Document section:
-- Start --

[PATCH] Ensure that the default ACL contains the standard entries

Christian Franke Christian.Franke@t-online.de
Wed Dec 22 13:31:00 GMT 2010


Hi Corinna,

Corinna Vinschen wrote:
> Hi Christian,
>
> On Dec 15 19:46, Christian Franke wrote:
> ...
>> BTW: Are there any long term plans to actually implement the acl "mask" ?
>> Should be possible by mapping the "mask" restrictions to deny acl
>> entries for each named entry:
>>      
> There are no such plans, but that doesn't mean I wouldn't take patches
> which implement this.  In fact I would be *very* happy to get patches
> which improve ACL handling, and I'm not finicky in terms of the type
> of enhancement.  Various ideas come to mind:
>
> - Fix acl(2) by handling deny ACEs at all.
>
> - Implement the POSIX 1003.1e functions (maybe simply in terms of
>    the existing Solaris API).
>
> - Add missing Solaris ACL functions (acl_get, facl_get, acl_set, facl_set,
>    acl_fromtext, acl_totext, acl_free, acl_strip, acl_trivial).
>
> - Add Solaris NFSv4 ACLs, which, coincidentally, are almost equivalent
>    to Windows ACLs.  This would work nicely for NTFS ACLs, of course.
>    See http://docs.sun.com/app/docs/doc/819-2252/acl-5?l=en&a=view
>
>    

Yes NFSv4 ACLs would make much sense. Coreutils copy-acl.c apparently 
supports these if available (It copies first POSIX ACL and then NTFS 
ACL). This may allow that 'cp -a source dest' keeps the NTFS ACL unchanged.


> - Last but not least:  Actually handle "mask".
>
> Adding deny entries which correspond to the mask value sounds like an
> interesting idea.  Of course they shouldn't be added if they are not
> necessary since deny entries and the problems with the so-called
> "canonical ACL order" are such a bloody mess.

-- End --

Stored data:
-- Start --

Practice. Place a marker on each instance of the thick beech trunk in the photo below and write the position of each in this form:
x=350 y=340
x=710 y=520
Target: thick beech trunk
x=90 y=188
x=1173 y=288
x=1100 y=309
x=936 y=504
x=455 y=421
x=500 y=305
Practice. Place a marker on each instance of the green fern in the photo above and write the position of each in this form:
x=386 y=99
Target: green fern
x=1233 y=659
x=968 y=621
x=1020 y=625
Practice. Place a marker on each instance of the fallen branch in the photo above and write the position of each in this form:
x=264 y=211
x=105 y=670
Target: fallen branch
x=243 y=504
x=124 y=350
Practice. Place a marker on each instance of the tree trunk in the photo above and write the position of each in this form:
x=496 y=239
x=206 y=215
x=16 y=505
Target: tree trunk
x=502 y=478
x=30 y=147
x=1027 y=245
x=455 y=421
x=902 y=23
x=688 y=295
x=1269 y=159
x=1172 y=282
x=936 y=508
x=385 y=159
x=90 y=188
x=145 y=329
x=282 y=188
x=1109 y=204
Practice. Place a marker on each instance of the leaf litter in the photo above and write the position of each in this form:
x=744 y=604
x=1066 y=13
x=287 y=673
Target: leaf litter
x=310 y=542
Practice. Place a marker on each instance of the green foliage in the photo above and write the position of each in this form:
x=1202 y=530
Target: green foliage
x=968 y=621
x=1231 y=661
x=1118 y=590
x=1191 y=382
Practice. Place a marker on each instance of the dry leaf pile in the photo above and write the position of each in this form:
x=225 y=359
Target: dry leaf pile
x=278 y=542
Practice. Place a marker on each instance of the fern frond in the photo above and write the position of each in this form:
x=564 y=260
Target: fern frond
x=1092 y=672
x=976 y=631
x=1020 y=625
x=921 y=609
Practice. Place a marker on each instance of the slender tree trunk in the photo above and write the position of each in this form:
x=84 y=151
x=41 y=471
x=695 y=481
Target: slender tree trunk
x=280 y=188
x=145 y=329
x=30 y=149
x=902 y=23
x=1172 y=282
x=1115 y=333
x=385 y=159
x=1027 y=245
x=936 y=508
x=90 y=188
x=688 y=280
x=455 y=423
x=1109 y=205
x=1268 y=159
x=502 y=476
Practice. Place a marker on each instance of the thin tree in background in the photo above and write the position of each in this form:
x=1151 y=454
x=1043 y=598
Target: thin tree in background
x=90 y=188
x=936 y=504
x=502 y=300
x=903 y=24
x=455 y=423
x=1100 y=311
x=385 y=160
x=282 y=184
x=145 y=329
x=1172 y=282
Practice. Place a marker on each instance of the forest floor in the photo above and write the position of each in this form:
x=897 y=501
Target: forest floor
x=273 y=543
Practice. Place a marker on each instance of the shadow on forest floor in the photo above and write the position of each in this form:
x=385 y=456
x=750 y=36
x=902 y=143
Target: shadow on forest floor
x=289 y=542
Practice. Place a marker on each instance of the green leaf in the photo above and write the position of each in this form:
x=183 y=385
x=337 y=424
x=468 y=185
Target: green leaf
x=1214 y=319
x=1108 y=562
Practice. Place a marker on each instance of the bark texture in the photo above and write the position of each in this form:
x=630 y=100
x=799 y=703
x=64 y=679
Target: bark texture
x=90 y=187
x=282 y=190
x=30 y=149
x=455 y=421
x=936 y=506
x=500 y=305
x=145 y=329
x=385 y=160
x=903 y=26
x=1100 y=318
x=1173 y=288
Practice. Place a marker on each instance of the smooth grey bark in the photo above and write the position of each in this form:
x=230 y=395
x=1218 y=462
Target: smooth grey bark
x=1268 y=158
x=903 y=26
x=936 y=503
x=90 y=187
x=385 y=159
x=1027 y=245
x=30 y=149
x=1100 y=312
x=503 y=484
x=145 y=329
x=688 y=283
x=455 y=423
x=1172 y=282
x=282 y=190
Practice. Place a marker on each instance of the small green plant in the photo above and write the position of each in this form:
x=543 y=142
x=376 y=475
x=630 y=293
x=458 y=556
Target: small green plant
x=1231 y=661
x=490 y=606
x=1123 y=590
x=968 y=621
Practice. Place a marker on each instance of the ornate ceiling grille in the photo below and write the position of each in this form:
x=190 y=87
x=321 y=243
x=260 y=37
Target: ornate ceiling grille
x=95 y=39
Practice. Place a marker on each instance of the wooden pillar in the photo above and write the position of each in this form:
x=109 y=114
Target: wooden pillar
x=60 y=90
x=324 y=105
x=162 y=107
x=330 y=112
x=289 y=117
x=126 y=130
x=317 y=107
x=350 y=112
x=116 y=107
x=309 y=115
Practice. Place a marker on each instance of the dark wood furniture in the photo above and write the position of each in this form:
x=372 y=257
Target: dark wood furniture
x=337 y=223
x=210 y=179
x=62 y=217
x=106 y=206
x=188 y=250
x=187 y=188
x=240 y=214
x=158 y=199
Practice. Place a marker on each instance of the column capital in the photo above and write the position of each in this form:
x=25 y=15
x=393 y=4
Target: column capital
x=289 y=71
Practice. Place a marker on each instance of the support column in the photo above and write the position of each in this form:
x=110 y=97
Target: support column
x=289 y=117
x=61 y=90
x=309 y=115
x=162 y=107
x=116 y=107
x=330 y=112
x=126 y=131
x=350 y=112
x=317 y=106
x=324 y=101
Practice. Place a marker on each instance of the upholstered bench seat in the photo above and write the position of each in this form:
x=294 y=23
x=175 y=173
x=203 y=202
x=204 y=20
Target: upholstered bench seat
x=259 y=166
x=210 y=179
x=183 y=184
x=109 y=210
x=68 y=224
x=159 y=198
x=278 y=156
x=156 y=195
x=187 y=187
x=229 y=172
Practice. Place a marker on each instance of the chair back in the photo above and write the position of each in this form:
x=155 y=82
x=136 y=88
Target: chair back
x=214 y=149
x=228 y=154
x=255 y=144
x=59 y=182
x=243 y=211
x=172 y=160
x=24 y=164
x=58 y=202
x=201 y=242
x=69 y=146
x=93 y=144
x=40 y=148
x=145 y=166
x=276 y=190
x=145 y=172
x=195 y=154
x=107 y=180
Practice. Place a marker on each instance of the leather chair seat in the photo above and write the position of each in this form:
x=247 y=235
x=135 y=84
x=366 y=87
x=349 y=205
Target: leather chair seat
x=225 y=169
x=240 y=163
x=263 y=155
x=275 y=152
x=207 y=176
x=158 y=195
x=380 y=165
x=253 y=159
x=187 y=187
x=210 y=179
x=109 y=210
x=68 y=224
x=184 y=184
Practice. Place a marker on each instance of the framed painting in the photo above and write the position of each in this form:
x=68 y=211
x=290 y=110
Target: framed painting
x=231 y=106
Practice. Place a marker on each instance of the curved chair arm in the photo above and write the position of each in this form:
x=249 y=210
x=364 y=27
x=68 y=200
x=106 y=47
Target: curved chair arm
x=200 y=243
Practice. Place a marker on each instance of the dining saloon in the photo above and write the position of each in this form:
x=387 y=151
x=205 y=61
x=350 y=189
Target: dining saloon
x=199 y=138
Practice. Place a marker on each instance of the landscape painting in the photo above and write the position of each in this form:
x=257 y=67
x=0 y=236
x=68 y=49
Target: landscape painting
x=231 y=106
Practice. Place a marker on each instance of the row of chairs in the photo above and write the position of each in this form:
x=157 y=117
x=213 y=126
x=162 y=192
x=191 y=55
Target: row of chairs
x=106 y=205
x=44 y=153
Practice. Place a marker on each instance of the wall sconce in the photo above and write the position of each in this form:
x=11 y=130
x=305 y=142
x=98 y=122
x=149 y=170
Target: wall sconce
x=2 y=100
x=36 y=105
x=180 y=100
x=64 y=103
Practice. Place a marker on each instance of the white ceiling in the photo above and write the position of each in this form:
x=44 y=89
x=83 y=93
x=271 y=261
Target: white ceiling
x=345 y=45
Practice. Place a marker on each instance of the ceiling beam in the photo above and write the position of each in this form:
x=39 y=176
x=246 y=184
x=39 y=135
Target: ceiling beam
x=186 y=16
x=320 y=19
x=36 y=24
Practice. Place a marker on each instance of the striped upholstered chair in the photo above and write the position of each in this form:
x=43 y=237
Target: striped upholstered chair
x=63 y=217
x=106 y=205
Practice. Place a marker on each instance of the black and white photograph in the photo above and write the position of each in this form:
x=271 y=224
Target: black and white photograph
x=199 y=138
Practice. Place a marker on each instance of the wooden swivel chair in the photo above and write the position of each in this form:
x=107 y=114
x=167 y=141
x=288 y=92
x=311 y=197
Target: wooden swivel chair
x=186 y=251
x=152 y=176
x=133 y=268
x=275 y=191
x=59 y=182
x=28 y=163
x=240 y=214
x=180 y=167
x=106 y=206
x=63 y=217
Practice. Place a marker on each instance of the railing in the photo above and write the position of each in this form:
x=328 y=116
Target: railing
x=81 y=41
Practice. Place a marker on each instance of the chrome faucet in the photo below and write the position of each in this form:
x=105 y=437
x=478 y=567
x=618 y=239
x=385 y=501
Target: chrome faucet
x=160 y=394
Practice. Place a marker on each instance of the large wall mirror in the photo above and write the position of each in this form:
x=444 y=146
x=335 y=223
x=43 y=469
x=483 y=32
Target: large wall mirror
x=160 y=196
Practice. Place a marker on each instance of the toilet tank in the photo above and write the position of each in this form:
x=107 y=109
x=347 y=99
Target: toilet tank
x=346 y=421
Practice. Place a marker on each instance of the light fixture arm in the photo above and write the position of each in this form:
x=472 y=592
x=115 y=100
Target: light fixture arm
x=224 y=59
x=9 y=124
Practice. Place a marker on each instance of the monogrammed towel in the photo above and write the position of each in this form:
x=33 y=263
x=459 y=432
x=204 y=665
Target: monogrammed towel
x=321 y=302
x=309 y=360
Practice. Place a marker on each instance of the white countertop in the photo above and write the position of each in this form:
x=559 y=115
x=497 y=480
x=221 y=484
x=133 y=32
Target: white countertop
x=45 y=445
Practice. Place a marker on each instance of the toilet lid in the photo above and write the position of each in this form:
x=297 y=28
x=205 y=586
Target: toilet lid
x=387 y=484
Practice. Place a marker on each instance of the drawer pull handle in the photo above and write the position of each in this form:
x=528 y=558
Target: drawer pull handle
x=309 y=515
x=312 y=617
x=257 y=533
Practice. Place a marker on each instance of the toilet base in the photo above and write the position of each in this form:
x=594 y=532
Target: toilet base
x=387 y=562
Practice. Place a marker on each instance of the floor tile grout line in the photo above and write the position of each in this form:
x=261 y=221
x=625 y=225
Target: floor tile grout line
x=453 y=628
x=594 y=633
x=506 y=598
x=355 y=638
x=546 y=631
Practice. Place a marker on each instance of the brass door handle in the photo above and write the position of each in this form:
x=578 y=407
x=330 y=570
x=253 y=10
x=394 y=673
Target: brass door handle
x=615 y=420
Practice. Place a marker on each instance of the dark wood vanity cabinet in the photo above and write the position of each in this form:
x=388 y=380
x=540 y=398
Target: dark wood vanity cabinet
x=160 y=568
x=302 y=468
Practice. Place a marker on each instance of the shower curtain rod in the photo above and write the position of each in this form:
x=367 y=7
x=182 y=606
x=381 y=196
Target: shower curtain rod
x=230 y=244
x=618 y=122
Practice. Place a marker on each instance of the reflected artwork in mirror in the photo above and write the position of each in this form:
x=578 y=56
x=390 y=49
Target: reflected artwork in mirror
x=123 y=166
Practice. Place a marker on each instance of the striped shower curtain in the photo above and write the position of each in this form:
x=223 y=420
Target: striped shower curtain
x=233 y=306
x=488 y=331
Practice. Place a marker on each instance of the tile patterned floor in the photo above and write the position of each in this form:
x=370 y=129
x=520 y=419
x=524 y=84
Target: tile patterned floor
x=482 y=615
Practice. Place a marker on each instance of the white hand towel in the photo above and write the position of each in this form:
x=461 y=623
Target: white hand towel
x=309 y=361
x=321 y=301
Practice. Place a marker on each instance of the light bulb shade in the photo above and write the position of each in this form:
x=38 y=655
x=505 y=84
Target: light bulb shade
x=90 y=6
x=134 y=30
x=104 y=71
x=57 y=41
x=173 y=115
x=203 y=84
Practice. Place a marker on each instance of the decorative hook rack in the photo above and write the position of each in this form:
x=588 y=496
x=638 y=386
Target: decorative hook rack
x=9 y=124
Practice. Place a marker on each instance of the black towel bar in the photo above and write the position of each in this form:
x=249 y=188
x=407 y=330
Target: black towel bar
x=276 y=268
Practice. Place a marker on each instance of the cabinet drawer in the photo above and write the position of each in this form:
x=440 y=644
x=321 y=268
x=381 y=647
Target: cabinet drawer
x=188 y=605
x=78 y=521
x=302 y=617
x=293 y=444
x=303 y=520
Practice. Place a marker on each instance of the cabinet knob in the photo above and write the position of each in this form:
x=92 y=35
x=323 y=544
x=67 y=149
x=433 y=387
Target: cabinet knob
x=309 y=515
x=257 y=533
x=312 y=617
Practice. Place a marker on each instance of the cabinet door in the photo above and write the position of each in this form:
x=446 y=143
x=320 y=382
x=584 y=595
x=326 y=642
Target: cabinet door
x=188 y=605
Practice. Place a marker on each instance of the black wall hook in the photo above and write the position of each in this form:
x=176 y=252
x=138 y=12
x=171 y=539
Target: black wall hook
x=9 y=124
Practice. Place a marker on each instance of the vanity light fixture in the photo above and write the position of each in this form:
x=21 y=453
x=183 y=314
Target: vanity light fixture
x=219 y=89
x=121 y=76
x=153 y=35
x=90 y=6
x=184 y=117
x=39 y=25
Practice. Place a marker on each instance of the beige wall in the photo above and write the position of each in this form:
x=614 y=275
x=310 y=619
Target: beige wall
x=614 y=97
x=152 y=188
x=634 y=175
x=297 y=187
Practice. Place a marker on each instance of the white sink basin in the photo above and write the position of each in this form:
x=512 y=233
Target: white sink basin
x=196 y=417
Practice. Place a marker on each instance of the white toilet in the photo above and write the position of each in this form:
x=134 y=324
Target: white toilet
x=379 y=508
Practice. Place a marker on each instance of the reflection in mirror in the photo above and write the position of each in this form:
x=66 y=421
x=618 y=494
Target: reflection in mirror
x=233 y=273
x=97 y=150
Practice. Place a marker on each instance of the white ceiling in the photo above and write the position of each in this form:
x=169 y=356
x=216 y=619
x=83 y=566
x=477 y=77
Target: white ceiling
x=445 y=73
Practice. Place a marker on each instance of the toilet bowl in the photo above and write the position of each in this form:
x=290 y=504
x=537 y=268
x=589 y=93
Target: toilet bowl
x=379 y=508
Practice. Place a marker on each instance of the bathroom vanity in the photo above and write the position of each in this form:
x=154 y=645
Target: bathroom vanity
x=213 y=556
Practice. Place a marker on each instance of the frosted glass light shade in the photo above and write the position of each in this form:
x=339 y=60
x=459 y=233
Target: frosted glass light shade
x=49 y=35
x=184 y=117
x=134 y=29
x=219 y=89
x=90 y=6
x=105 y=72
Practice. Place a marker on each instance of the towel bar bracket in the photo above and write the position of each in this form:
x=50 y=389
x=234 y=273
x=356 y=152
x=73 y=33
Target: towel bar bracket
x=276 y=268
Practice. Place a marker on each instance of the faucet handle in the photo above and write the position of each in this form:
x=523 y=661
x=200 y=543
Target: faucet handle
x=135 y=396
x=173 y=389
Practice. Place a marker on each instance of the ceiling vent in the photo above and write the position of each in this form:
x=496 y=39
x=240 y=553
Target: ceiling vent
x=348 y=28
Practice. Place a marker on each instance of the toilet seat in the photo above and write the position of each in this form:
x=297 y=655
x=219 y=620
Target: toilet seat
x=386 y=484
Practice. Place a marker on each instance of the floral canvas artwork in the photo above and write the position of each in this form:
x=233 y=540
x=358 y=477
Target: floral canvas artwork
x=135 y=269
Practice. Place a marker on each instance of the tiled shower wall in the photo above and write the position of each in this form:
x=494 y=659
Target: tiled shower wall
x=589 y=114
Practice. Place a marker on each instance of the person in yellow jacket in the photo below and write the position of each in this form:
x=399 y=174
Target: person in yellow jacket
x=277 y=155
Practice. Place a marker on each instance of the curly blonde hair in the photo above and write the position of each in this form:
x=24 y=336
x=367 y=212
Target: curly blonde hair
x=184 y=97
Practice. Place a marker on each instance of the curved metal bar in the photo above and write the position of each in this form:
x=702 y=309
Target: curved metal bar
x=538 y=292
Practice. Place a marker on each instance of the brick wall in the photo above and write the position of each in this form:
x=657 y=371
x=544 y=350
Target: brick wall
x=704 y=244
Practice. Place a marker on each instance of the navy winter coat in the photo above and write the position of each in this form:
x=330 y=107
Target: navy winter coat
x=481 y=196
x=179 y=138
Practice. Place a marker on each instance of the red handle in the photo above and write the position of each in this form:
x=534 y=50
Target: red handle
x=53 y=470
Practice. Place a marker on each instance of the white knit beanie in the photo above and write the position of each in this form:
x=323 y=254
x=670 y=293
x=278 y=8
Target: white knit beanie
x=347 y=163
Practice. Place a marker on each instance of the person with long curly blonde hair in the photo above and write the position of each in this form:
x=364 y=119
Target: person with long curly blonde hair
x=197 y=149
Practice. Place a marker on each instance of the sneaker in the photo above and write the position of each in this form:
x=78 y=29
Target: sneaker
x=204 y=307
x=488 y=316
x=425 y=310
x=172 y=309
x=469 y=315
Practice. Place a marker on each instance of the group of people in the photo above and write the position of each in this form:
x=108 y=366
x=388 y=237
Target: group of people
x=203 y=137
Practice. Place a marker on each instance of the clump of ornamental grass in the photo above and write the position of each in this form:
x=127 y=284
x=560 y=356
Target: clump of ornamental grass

-- End --

Problem to solve: In the ACL patch message, repeat the passage that begins at the words "Yes NFSv4 ACLs" and stops after "NTFS ACL unchanged.", swapping "unchanged" for "intact".

Response:
Yes NFSv4 ACLs would make much sense. Coreutils copy-acl.c apparently 
supports these if available (It copies first POSIX ACL and then NTFS 
ACL). This may allow that 'cp -a source dest' keeps the NTFS ACL intact.